### Exercise brief
Find every line in the data below that contains the string "segment", matching case exactly, and copy each of those lines in full.

### Data section
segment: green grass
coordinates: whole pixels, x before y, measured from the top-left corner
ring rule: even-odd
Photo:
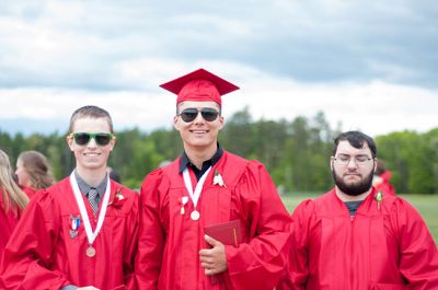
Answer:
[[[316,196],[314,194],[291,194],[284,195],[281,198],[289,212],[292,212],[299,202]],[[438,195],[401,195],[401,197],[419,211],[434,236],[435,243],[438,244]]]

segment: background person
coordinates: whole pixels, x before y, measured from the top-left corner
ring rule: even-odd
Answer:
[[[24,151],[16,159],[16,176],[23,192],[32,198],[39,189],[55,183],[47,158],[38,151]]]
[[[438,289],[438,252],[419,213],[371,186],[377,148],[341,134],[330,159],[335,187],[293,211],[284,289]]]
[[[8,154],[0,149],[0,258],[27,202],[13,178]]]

---

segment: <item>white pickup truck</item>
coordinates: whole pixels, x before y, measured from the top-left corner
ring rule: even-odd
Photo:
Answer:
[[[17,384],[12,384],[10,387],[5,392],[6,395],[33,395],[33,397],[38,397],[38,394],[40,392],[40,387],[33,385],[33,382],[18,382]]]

==

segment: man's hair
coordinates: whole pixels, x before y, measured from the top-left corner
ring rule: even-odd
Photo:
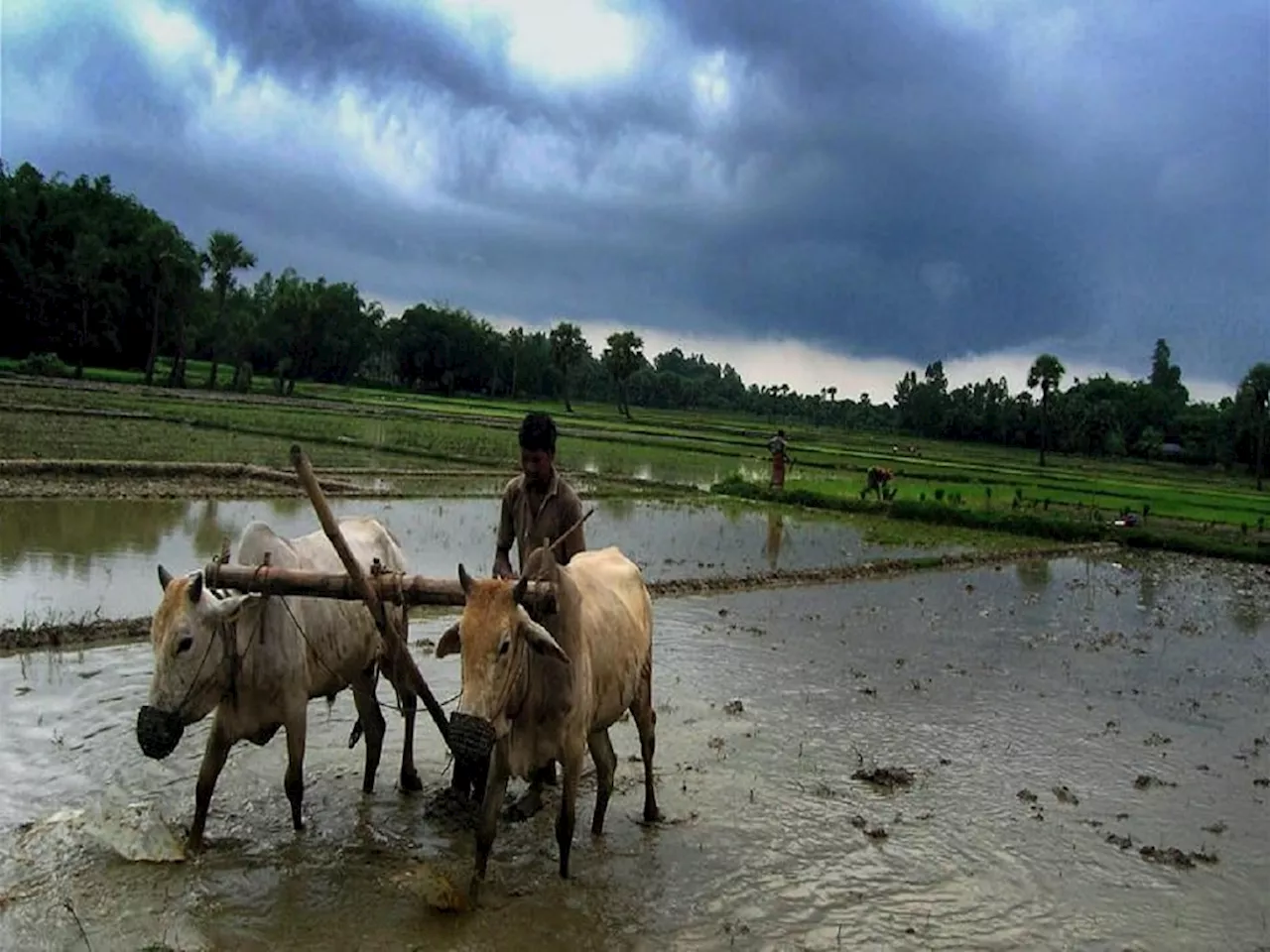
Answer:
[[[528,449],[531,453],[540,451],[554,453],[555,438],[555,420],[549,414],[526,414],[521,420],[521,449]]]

### Complete output
segment: green grass
segment: background person
segment: <item>white pickup truck</item>
segment: man's hair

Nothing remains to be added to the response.